> [What the task asks] According to the passage about Joseph, why is the group that took him into Egypt sometimes called Ishmaelites and sometimes Midianites?

> [Provided passage]

***

Jacob’s entire family endeavored to comfort him, “but he refused to be comforted; and he said, “For I will go down into the grave unto my son mourning.” (vs. 35) It is interesting to note that the Hebrew word here translated “grave” is sheol. It is the first time it appears in the Bible, and is the only Hebrew word which, throughout the Old Testament, is translated “hell.” It appears sixty-five times, and is translated “hell” thirty-one times, “grave” thirty-one times, and “pit” three times. It is simply the condition of death into which both the righteous and the unrighteous go when they die, there to await the resurrection. It is not a place of eternal torture.
Joseph in Egypt
Ishmaelites and Midianites are mentioned in connection with the selling of Joseph by his brethren, and his being taken into Egypt. The Ishmaelites were descendants of Abraham, through his bondmaid, Hagar, and the Midianites his descendants through his wife, Keturah, whom he married after the death of Sarah. Evidently, the group to which Joseph was sold was mixed, hence the reference to them sometimes as Ishmaelites and sometimes as Midianites.
Arriving in Egypt, the Ishmaelites sold Joseph to Potiphar, “an officer of Pharaoh, captain of the guard, an Egyptian.” “And the Lord was with Joseph, and he was a prosperous man; and he was in the house of his master the Egyptian.” (ch. 39:1,2) “The Lord was with Joseph.” This is the explanation of the marvelous series of events which took place in his life, and the manner in which they finally led up to his being reunited with his father and brothers.
Joseph knew that the Lord was with him, and his faith in this fact helped him to endure trial and to remain humble in prosperity. No matter how severely he was tested, his faith in the overruling providences of God remained firm; and regardless of how much honor was bestowed upon him, he gave all the credit to the Lord. Doubtless he often thought about the dreams which, when he related them to his brothers, caused them to hate him and to sell him as a slave. He probably wondered just how they were to be fulfilled, yet the fact that God had given them to him was an assurance that all his experiences were being overruled by divine providence. So, regardless of surrounding circumstances, he made the best of them, ever looking to God for guidance and help.

***

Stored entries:
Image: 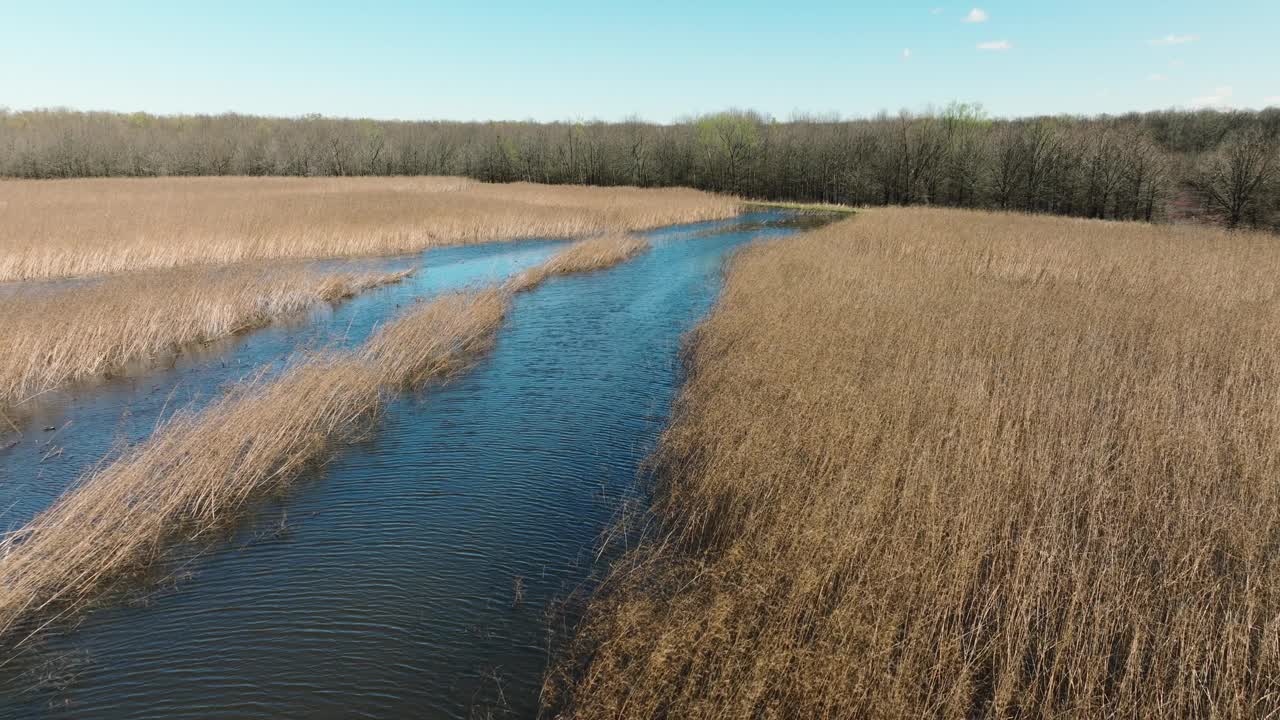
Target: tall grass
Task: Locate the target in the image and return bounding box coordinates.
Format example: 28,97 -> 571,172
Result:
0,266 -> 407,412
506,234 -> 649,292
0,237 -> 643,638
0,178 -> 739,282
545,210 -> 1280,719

***

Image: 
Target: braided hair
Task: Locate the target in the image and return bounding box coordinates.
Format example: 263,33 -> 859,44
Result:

***

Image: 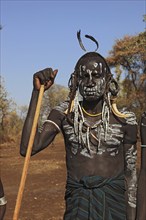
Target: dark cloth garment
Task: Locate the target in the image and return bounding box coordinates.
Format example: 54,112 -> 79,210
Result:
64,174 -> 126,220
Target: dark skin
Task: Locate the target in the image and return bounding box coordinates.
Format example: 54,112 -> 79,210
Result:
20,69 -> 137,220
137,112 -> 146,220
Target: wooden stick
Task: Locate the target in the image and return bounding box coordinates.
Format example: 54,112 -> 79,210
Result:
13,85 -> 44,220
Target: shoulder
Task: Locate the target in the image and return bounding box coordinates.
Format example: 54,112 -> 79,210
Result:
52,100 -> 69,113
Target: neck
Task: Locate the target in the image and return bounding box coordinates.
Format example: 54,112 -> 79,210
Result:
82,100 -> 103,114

***

> [Result of this exercise] The group Joseph was sold to was evidently mixed. It included Ishmaelites, Abraham's descendants through his bondmaid Hagar, and Midianites, his descendants through his wife Keturah. So it is referred to by both names.